= Aim of the task =
Print every line of the listing exactly, please.

--- Start of Input ---

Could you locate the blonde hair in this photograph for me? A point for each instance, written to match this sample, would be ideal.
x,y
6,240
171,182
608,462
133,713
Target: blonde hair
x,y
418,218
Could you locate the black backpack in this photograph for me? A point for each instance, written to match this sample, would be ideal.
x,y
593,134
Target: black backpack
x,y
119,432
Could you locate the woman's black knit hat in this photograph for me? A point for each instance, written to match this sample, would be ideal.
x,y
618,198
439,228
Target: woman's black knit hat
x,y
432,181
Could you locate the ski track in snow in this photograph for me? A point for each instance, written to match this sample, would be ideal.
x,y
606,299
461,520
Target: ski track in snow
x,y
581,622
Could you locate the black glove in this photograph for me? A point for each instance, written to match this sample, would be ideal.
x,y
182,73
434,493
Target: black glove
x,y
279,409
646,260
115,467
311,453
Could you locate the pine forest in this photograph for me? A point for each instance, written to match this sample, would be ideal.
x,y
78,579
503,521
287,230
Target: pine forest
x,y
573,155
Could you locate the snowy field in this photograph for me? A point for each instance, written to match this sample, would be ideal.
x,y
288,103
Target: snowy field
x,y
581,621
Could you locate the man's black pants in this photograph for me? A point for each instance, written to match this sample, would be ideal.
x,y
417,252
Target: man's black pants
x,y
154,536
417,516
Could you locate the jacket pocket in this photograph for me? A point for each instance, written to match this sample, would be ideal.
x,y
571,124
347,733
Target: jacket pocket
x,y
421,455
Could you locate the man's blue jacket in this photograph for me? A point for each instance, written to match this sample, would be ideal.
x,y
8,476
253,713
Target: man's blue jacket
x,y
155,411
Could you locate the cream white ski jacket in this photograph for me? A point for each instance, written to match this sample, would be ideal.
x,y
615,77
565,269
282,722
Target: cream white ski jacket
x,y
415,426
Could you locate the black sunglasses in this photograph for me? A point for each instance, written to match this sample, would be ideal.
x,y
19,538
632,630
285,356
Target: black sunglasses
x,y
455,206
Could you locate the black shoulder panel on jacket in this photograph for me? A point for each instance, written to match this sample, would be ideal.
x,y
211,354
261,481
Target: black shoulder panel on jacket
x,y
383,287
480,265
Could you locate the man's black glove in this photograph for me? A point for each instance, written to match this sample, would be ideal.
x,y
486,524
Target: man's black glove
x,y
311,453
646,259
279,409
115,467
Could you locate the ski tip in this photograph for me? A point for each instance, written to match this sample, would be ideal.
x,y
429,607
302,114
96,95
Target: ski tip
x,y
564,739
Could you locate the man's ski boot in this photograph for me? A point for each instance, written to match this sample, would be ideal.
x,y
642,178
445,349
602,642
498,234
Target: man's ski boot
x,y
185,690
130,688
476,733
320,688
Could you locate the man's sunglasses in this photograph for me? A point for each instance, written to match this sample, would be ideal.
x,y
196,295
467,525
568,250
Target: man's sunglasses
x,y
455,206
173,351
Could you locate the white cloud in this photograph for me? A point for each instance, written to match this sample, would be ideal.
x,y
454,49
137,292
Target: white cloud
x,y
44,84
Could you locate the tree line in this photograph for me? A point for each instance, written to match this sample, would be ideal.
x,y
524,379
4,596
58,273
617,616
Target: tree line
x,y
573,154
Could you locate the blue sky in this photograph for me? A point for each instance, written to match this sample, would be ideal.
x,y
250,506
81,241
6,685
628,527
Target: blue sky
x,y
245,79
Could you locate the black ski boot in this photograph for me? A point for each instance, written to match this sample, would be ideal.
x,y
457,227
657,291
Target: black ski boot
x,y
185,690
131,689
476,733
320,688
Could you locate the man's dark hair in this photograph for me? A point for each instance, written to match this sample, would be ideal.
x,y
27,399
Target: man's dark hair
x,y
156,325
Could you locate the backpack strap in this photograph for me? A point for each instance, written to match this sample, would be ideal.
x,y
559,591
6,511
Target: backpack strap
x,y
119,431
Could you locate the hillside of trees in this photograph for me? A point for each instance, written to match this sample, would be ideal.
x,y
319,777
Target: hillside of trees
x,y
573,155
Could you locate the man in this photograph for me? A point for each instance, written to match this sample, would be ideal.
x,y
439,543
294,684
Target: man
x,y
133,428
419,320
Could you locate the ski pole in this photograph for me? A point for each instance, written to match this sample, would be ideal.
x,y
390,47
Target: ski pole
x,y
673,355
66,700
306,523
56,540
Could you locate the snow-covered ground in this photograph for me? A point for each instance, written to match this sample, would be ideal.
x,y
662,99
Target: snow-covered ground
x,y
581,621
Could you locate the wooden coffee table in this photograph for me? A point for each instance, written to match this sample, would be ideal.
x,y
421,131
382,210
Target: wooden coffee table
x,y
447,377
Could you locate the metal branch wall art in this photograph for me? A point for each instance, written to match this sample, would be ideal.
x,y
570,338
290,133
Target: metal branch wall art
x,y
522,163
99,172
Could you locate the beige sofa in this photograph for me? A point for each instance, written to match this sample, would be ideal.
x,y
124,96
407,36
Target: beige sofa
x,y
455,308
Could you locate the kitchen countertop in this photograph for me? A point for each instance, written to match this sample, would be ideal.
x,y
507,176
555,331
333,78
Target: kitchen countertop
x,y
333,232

--- End of Input ---

= Written reply =
Could you locate the blonde hair in this photograph for me? A point for each instance, written to match this sample, would be ideal.
x,y
6,240
171,182
608,462
133,713
Target: blonde hair
x,y
418,218
Could you locate the black backpack in this photograph for me? A point for each instance, written to match this sample, would be ideal.
x,y
593,134
Target: black backpack
x,y
119,432
Could you locate the woman's black knit hat in this photograph for me? A point for each instance, written to match this sample, would be ideal.
x,y
618,198
439,228
Target: woman's black knit hat
x,y
432,181
Could you locate the ski track in snow in this photograph for me? A point for each instance, written to match this sample, would be ideal.
x,y
606,299
461,520
Target: ski track in snow
x,y
581,622
Could you locate the black glove in this photograph for me? A point for each instance, written to match this sample, would be ideal.
x,y
182,73
434,493
Target: black glove
x,y
279,409
646,260
115,467
311,453
Could you locate the pine forest in this photograph for me? A point for each instance, written to match this sample, would be ideal.
x,y
78,579
503,521
287,230
Target: pine forest
x,y
573,155
Could you locate the snowy field in this photograph for me? A point for each instance, written to match this sample, would be ideal.
x,y
288,103
Target: snowy field
x,y
581,621
Could you locate the man's black pants in this photograph for me? A point for each instance, written to match this sample, would be ideal.
x,y
417,252
Target: man's black pants
x,y
154,536
417,516
Could you locate the jacket pocket in this photograph for me? A point for each instance, written to match this sample, would be ideal.
x,y
571,124
347,733
Target: jacket pocket
x,y
421,455
Could you locate the man's blue jacket in this photograph for me? A point for each instance, written to match this sample, would be ideal.
x,y
8,476
253,713
Target: man's blue jacket
x,y
155,411
Could you locate the cream white ski jacket in this photograph for me? A point for each instance, written to match this sample, would be ideal.
x,y
615,77
565,269
282,722
Target: cream white ski jacket
x,y
415,426
Could you locate the black sunglasses in this photograph for me? A point for each instance, written to match this sample, would be ideal.
x,y
19,538
632,630
285,356
Target: black sunglasses
x,y
455,206
Could you locate the black shoulder panel on jacket in this photograph for me? A point for each instance, written to match this sample, would be ideal.
x,y
211,354
261,481
Target: black shoulder panel on jacket
x,y
383,287
480,265
Could you locate the man's black glove in this photograph for me? A point for each instance, written to match this sample, would be ideal.
x,y
486,524
Target: man's black glove
x,y
311,453
646,259
279,409
115,467
Could you locate the ski tip in this photograph for me? A point for each instance, written to match this sample, would be ideal.
x,y
429,607
302,114
96,95
Target: ski tip
x,y
564,739
Could you locate the man's ski boot in this photograph for me? A point for each instance, written to match this sample, would be ideal.
x,y
642,178
445,349
602,642
498,234
Target: man's ski boot
x,y
185,690
130,688
476,733
320,688
Could you locate the man's sunglasses in this photograph for me? A point for each instance, written to match this sample, would be ideal.
x,y
196,295
467,525
568,250
Target: man's sunglasses
x,y
455,206
173,351
Could you locate the white cloud in this photograph for me? A point for each instance, written to match this sample, would be ideal.
x,y
454,49
137,292
Target: white cloud
x,y
44,84
Could you locate the tree line in this photograph for me? A point for each instance, written to match this sample, would be ideal.
x,y
524,379
4,596
58,273
617,616
Target: tree line
x,y
573,154
Could you locate the blue sky in this photograph for me? A point for each instance, written to match this sample, would be ideal.
x,y
250,506
81,241
6,685
628,527
Target: blue sky
x,y
245,79
Could you locate the black ski boot in this photograph for me? A point for each instance, written to match this sample, would be ideal.
x,y
457,227
657,291
Target: black ski boot
x,y
185,690
131,689
476,733
320,688
Could you locate the man's dark hair in this photograph for me? A point for each instance, written to match this sample, would be ideal.
x,y
27,399
Target: man's dark hair
x,y
156,325
Could you locate the backpack strap in this photograph for me? A point for each instance, written to match this sample, would be ideal.
x,y
559,591
6,511
Target: backpack strap
x,y
119,431
Could you locate the hillside of trees in this photograph for me? A point for each instance, written to match this sample, would be ideal.
x,y
319,777
Target: hillside of trees
x,y
573,155
Could you locate the man in this photograph for me? A point for each instance, written to match this sample, would be ideal.
x,y
439,543
294,684
Target: man
x,y
133,428
419,320
Could you locate the ski pole in this photograph for me? A point for each instance, written to match this sample, would be ideal.
x,y
390,47
Target: ski pole
x,y
673,355
66,700
306,523
56,540
Could you locate the snow-covered ground in this photograph for me? A point for each instance, written to match this sample, would be ideal.
x,y
662,99
Target: snow-covered ground
x,y
581,621
Could you locate the wooden coffee table in this photograph for me? A point for each instance, written to match this sample, would be ideal.
x,y
421,131
382,210
Target: wooden coffee table
x,y
447,377
Could you locate the metal branch wall art in this photograph for me? A point for each instance, written to match this sample, would be ideal.
x,y
570,338
290,133
Target: metal branch wall art
x,y
522,163
99,172
Could you locate the beige sofa in this photograph for me? A point for each instance, written to match this sample, would be ideal.
x,y
124,96
407,36
Target: beige sofa
x,y
455,308
Could you locate the kitchen countertop in this photograph for me? A point for each instance, written to match this sample, would be ideal.
x,y
507,176
555,331
333,78
Target: kitchen countertop
x,y
333,232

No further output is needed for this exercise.